#### SOURCE MATERIAL ####
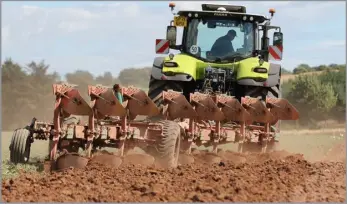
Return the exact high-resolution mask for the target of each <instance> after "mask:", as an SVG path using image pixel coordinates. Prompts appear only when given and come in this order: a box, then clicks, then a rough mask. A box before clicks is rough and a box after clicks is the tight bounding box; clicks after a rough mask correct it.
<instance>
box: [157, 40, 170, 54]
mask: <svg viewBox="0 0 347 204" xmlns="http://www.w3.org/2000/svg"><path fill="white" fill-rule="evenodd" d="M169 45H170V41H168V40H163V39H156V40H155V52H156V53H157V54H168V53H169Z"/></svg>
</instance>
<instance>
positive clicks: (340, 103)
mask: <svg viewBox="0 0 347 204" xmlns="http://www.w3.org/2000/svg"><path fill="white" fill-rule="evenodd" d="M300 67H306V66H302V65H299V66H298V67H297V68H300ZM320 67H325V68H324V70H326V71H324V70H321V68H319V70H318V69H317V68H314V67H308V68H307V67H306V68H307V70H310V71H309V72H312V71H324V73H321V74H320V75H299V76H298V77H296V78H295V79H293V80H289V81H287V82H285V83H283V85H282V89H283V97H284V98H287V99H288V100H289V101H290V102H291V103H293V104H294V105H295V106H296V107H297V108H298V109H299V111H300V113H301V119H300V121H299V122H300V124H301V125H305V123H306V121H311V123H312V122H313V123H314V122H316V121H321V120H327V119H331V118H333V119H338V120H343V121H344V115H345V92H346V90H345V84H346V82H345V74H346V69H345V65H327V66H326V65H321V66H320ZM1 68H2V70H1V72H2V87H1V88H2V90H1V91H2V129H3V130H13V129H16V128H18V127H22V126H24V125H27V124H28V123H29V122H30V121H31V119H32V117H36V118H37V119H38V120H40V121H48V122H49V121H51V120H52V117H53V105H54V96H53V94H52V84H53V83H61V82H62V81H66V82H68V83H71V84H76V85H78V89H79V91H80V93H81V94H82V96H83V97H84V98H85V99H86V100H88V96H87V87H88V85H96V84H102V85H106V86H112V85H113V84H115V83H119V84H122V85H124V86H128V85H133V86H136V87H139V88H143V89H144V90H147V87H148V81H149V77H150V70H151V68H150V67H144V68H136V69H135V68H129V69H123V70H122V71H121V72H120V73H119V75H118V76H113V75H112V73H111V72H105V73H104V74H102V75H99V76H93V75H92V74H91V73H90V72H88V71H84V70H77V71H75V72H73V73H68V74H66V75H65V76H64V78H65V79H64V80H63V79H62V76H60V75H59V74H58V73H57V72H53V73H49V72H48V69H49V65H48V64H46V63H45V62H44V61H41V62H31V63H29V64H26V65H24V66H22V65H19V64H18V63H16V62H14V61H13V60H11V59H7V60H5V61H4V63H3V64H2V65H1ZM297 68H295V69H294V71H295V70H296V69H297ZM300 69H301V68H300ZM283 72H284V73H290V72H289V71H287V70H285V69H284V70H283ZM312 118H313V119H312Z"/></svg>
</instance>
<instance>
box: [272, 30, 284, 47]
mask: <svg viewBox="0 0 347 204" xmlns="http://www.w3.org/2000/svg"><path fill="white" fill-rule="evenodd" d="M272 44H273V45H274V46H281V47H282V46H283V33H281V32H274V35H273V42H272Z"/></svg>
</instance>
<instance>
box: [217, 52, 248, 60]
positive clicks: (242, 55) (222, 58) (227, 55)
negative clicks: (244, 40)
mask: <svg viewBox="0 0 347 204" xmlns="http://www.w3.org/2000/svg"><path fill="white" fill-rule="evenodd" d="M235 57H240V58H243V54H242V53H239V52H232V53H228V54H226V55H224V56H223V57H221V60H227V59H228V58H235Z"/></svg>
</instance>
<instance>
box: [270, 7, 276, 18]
####
#### SOURCE MATERIAL ####
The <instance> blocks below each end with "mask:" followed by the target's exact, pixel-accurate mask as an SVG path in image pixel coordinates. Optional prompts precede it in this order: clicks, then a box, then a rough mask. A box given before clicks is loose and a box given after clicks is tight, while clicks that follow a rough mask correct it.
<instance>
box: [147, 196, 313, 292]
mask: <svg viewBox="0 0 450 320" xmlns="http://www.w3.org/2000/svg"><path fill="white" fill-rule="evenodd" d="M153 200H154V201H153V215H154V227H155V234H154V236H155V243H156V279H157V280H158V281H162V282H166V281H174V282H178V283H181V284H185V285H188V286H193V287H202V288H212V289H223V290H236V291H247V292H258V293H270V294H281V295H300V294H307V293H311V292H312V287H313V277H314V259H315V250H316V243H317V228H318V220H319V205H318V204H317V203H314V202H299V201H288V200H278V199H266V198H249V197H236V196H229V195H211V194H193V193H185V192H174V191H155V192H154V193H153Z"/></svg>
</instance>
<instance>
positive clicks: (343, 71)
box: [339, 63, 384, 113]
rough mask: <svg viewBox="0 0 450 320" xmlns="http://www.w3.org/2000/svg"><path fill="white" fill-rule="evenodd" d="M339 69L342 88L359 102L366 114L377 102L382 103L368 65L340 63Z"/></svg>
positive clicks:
####
#### SOURCE MATERIAL ####
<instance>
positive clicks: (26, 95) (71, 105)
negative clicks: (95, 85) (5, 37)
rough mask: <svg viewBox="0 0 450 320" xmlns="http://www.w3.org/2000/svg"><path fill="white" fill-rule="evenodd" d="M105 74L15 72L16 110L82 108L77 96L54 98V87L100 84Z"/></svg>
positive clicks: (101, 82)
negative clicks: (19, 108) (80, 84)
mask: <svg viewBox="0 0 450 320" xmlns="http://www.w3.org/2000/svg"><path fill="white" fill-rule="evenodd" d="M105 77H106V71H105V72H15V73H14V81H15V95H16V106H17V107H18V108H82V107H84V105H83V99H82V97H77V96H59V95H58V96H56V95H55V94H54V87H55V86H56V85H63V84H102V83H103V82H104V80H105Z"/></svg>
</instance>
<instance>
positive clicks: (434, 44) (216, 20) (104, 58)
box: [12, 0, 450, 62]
####
- [INSTRUCTIONS FOR THE TASK]
Show me every line of the entries above that holds "target".

- [RESPONSE]
Return the exact high-resolution mask for the target of each <instance> after "mask:", as an SVG path using image pixel coordinates. Prompts appear only when given and come in this order: a box, then clicks, then a rough mask. A box before clicks is rough and a box after clicks is the tight bounding box; clicks after a rough mask correct it.
The <instance> blocks below each end with "mask:" followed by the target's exact, pixel-accurate mask as an SVG path in image pixel coordinates. Optional prompts precede it in this order: clicks, then a box, then a rough mask. A box given before clicks is loose and a box given after clicks is tight, while clicks that follow a rough mask correct it.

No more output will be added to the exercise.